◆ ПРЕДЛОЖЕННЫЙ ФРАГМЕНТ ◆
- - - - -
29 октября было официально объявлено о завершении крупнейшей сделки слияния за всю историю российского рынка IT-услуг — объединении компаний IBS и "Борлас". Объединенная компания сразу же заявила о намерении в начале следующего года предложить свои акции частным инвесторам. А ее глава Сергей Мацоцкий согласился отрепетировать предстоящую презентацию своего бизнеса потенциальным акционерам со специальным корреспондентом "Денег" Петром Рушайло и заодно рассказал о перспективах и главных рисках российского IT-рынка.
Компания IBS (ООО "Информационные бизнес-системы") образована в 1992 году. По итогам 2006 года заняла первое место в рейтинге консалтинговых компаний журнала "Деньги". Согласно предоставленным компанией данным, ее выручка за 2006 год составила 4,45 млрд руб., рост выручки по сравнению с 2005 годом — 41,9%.
ЗАО "Борлас Ай-Би-Си" образовано в 1996 году. По итогам 2006 года заняло четвертое место в рейтинге консалтинговых компаний журнала "Деньги". Согласно представленным компанией данным, ее выручка за 2006 год составила 2,10 млрд руб., рост выручки по сравнению с 2005 годом — 8,4%.
О слиянии IBS и "Борлас" как о деле решенном было объявлено еще в апреле. Почему сделка закрыта только сейчас? Возникли неожиданные сложности?
— Само по себе слияние — штука довольно трудная, одна из основных сложностей — юридическая процедура оформления сделки. Особенно в таких случаях, как наш, когда в каждую из сливающихся структур входит довольно большое количество юридических лиц. Причем у "Борлас" они находятся еще и в разных юрисдикциях — в Казахстане, на Украине, в Белоруссии. Знаете, иногда, когда речь идет о слиянии больших западных компаний, часто слышишь: вот они договорились, потом подали куда-то какие-то документы, а через год либо закрыли сделку, либо не закрыли. И у нас такое ощущение, что мы по данному параметру уже приближаемся к мировым стандартам: после объявления о сделке прошло несколько месяцев, но только сейчас мы наконец-то прошли кучу разных процедур и ее закрыли.
Почему вообще появилась необходимость слияния?
- - - - -
◆ СОБРАННЫЕ ДАННЫЕ ◆
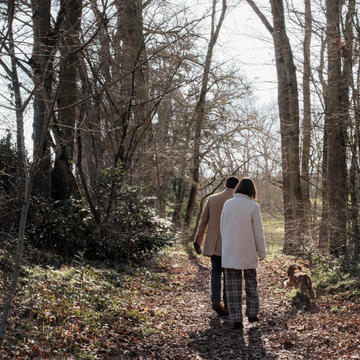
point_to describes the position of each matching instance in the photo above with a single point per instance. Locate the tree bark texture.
(288, 101)
(337, 135)
(199, 112)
- - - - -
◆ НАД ЧЕМ РАБОТАТЬ ◆
(a) Перескажите короче абзац интервью о слиянии IBS и «Борлас», который начинается словами «Само по себе слияние — штука довольно трудная», сохранив его основные факты.
(b) Изложите суть интервью о слиянии IBS и «Борлас» в двух предложениях.
(c) Продолжите интервью о слиянии IBS и «Борлас» с того места, где оно заканчивается.

◆ ОТВЕТЫ К ЗАДАНИЯМ ◆
(a) Главная сложность слияния — юридическое оформление сделки, особенно если в каждую из объединяющихся структур входит много юридических лиц. У «Борлас» они к тому же находятся в разных юрисдикциях: в Казахстане, на Украине, в Белоруссии. Крупные западные компании порой закрывают сделку лишь через год после договоренности. Здесь после объявления прошло несколько месяцев, и только теперь, пройдя множество процедур, сделку закрыли.

(b) 29 октября было официально объявлено о завершении крупнейшего в истории российского рынка IT-услуг слияния IBS и «Борлас», и объединенная компания намерена в начале следующего года предложить свои акции частным инвесторам. Ее глава Сергей Мацоцкий объясняет, что сделку, объявленную еще в апреле, закрыли только сейчас из-за сложной юридической процедуры: в сливающиеся структуры входит много юридических лиц, в том числе в разных юрисдикциях.

(c)
— Дело в том, что бизнес, которым мы занимаемся, чрезвычайно чувствителен к размерам, потому что он построен на командах людей, на их компетенциях и опыте. Опыт и компетенция — это штука плохо отторгаемая, даже если ты ее документируешь, делаешь все возможное, чтобы создавать базы знаний и т. д. Все равно клиенты, по сути, покупают услуги конкретных людей с конкретным опытом. Людей, имеющих возможность каждый следующий проект делать лучше, чем предыдущий, именно опираясь на свой опыт и свою предыдущую активность. Одновременно существует огромное количество требований, связанных как с отраслевой спецификой заказчика, так и с функциональными областями задач, такими, как финансы, логистика, HR, управление проектами, техобслуживание и ремонт и т. д. Плюс к тому есть определенная специфика, связанная с платформами, на базе которых это делается. И при этом огромном многообразии есть еще не такой уж большой российский рынок, на котором, чтобы быть успешным, надо иметь возможность практически каждому более или менее серьезному клиенту представить команду, обладающую опытом во всех этих областях. Если консалтинговая компания маленькая, то она просто не в состоянии выставить подобную команду и вынуждена ограничиваться либо какой-то узкой нишей, либо работать, условно говоря, на одного клиента.
Но можно же создавать консорциумы под большие проекты...
— Не получается: у всех компаний очень разная корпоративная культура, разные внутренние корпоративные стандарты. И когда ты создаешь команду как некую сборную солянку из консультантов нескольких компаний, такая команда, как правило, оказывается неработоспособной.
Тогда почему на рынке не наблюдается большого количества слияний вроде вашего?
— В мире в целом — наблюдается. А у нас просто рынок молодой. На нашем рынке IT-консалтинга почти все компании родом из среды технической интеллигенции советских времен. Очень многие из тех, кто этим бизнесом занимался, занимались скорее не бизнесом, а самореализацией. И с этой точки зрения наша отрасль не похожа на те, в которых крутились гораздо большие деньги,— я прежде всего имею в виду, конечно, ресурсные секторы. В них соответствующее отрезвление и вымывание разного рода иллюзий на фоне существенно более жестких законов бизнеса уже давно произошло.
Во многих видах бизнеса это было связано в том числе с исчерпанием потенциала экстенсивного развития, необходимостью развиваться в условиях жесткой конкуренции...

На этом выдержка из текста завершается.